▶ **The input**:

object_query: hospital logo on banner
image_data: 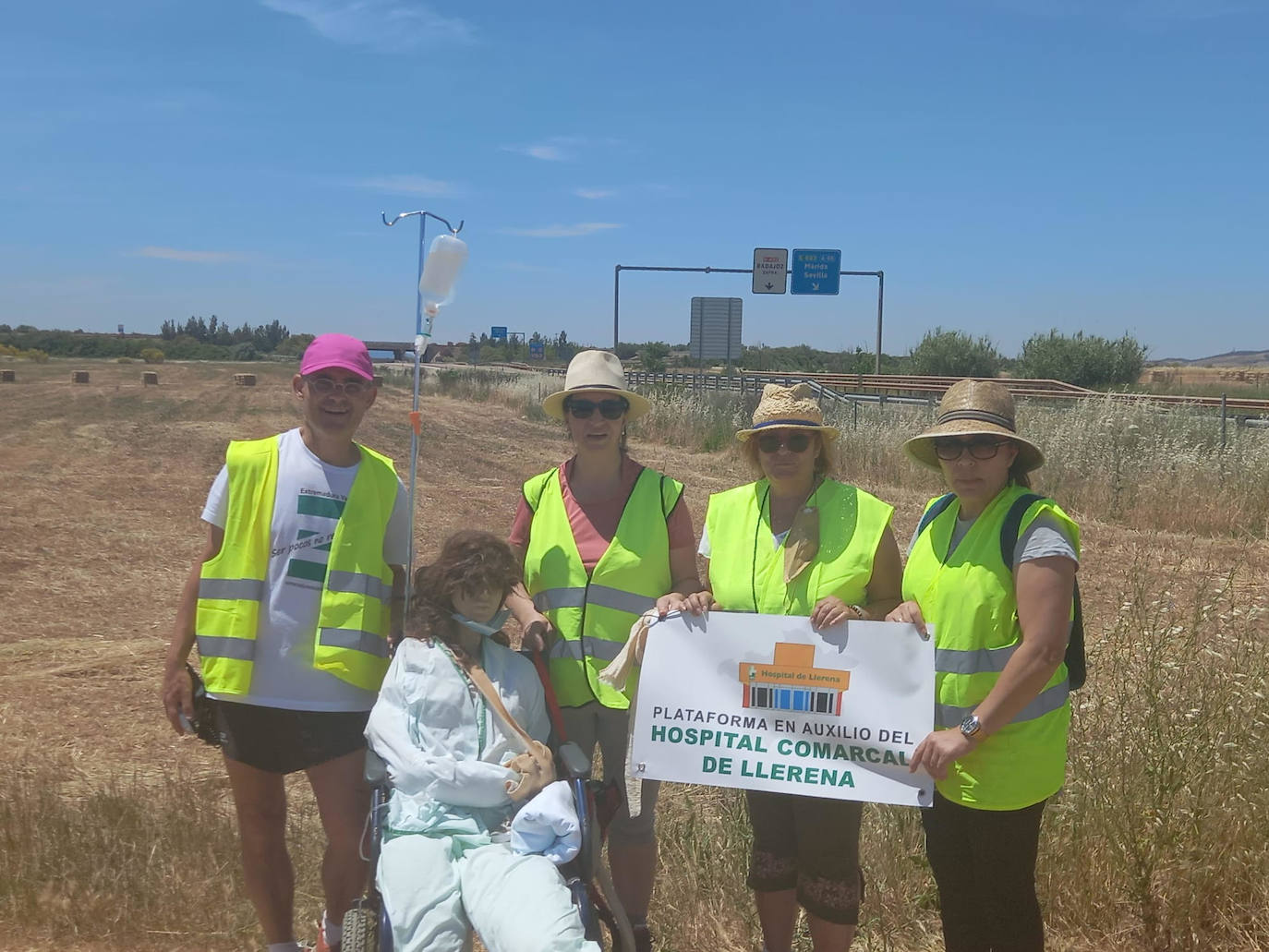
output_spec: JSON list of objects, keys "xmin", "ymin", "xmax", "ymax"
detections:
[
  {"xmin": 740, "ymin": 644, "xmax": 851, "ymax": 716},
  {"xmin": 630, "ymin": 612, "xmax": 934, "ymax": 806}
]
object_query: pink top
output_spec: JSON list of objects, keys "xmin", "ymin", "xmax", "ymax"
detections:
[{"xmin": 508, "ymin": 456, "xmax": 695, "ymax": 575}]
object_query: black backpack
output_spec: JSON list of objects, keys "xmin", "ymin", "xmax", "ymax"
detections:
[{"xmin": 916, "ymin": 492, "xmax": 1089, "ymax": 691}]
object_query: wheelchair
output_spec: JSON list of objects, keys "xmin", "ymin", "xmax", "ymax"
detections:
[{"xmin": 342, "ymin": 653, "xmax": 634, "ymax": 952}]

▶ **Aim of the task**:
Could you lay out the part of the entries above that opens with the line containing "object_query: wheelchair" and closes at the end of the entries as a numbered list, both ends included and blank lines left out?

▶ **Reply to the exercise**:
1. object_query: wheelchair
2. output_spec: JSON list of objects, keys "xmin", "ymin", "xmax", "ymax"
3. detections:
4. [{"xmin": 342, "ymin": 653, "xmax": 634, "ymax": 952}]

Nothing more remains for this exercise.